(Images for object localization)
....

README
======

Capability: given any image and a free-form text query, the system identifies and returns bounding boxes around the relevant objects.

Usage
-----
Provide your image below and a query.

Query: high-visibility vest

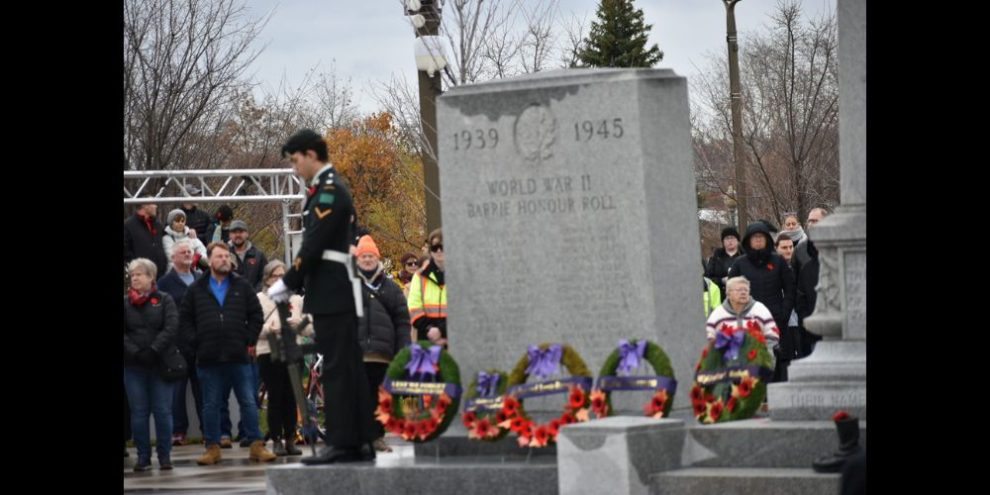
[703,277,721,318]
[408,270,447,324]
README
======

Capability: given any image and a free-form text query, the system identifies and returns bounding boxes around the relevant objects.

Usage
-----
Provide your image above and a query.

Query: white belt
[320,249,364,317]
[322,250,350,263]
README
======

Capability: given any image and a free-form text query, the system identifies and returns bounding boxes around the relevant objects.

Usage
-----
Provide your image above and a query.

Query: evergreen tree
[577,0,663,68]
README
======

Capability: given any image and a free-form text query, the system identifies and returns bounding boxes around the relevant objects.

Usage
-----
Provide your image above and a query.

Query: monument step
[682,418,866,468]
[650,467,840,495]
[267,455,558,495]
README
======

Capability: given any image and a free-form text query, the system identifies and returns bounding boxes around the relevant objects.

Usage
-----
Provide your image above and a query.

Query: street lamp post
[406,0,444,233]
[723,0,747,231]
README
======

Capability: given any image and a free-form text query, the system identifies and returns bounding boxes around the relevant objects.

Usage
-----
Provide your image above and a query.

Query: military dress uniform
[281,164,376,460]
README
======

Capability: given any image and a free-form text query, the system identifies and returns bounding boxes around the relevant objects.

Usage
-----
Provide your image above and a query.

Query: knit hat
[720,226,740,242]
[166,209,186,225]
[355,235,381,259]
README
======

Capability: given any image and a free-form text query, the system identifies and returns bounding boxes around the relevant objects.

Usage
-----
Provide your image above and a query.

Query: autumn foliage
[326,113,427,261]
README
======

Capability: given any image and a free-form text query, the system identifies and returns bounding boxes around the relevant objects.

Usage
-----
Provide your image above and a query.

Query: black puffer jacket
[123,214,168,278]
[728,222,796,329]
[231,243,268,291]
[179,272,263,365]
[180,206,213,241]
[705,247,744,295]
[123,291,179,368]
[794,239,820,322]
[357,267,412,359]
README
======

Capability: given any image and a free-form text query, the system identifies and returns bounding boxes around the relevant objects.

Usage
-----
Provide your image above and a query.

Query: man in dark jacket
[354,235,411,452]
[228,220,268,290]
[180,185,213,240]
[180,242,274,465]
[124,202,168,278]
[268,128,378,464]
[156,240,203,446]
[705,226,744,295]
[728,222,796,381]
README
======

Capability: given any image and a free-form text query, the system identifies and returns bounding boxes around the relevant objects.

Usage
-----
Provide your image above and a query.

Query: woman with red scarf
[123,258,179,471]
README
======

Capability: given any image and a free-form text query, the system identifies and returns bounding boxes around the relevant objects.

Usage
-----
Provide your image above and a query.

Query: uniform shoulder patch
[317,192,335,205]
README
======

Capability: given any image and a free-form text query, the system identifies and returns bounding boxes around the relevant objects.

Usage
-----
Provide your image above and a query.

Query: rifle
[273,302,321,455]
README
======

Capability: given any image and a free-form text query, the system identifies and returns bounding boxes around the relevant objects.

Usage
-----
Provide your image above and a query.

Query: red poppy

....

[Your instructions]
Output a verbatim copy of all entries above; no pictures go in it.

[Solved problem]
README
======

Capability: given any image and a free-form text query, the system identifies and returns bounding boxes around the relevant objects.

Usage
-----
Provide your image below and a query.

Query: high-visibility vest

[703,277,721,318]
[408,270,447,324]
README
======

Capability: given any image and a free-form text query, the system identifies and returns bounding boxes around the relevant objects.

Usage
-----
Provide your image above and a query.

Query: white belt
[320,249,364,317]
[322,250,350,263]
README
======

Capability: given any image and a free-form text query, the system identifies and returns bounding boxes around the relevant objects.

Usage
-----
Provide your image above and a query.

Query: evergreen tree
[577,0,663,68]
README
======

Capability: given any image and a free-form text query, the system identifies and returns bounding boxes around the relevant objects.

Usage
-----
Provide your image above and a query.

Query: monument step
[682,418,866,468]
[650,467,840,495]
[267,455,558,495]
README
======

Capability: given any image and a free-form text query, the system identifies and returns bounding boxes around the relevant objects.

Usage
-----
Provide your image above and a query.

Query: street lamp post
[406,0,444,233]
[723,0,747,231]
README
======

Capability: given any image and a free-form text query, the system identifies and returns bounding boxes around the relevant objects.

Usage
-----
Provide your image above and a query.

Query: military dress uniform
[281,164,376,460]
README
======

Capability: given any image and a free-form text query, the system identifies and returns bounding boxes around the relevant objects.

Usage
-----
Provide your image above and a query.

Query: knit hat
[720,226,740,242]
[166,209,186,225]
[355,235,381,259]
README
======

Capability: given any image and a free-form text query, the system identifies and returns bounding boxes around the relevant objects.

Usage
-----
Provide your image above and a query.

Query: autumn foliage
[326,113,427,261]
README
======

Capability: given any image and a free-form text query, the system identifies and returns bounding boxes around the relevant objects.

Usage
-----
Provide your image above and a query.

Query: black puffer jacket
[123,214,168,278]
[728,222,796,329]
[231,243,268,291]
[179,272,263,365]
[180,206,213,241]
[705,247,744,295]
[123,291,179,368]
[794,239,820,322]
[357,267,412,359]
README
======

Capability: given any image and a free-form text query, the system identifies and returns bounding boxes around the relevant objects.

Usage
-----
Provide your image above and a query.

Query: man in dark jacket
[354,235,411,452]
[228,220,268,290]
[180,185,213,240]
[180,242,274,465]
[124,202,168,278]
[268,128,378,464]
[156,240,203,446]
[705,226,744,295]
[728,222,796,381]
README
======

Capability: given any image and a free-form text query, the system identifies and returns bounding boxes around the relevant objects.

Usage
-----
Provide your image above and a query.

Query: woman with red scarf
[123,258,179,471]
README
======

Capability: given any image and a free-form text query, the system identifies and returns bounding boxes around the relevant objects.

Usage
-----
Provide your image above and a query.

Query: uniform shoulder patch
[317,192,335,205]
README
======

Capability: given any image and a free-form text query, the system identifies and returns bounding boxes around the relevant objects.

Usage
-----
Provide your image above and a query.

Query: rifle
[273,302,321,455]
README
======

Capability: given any image and a free-form text query, the system identifies and returns bounding boxes around the relevant objects.

Usage
-----
Provide your image above and a query.

Query: red poppy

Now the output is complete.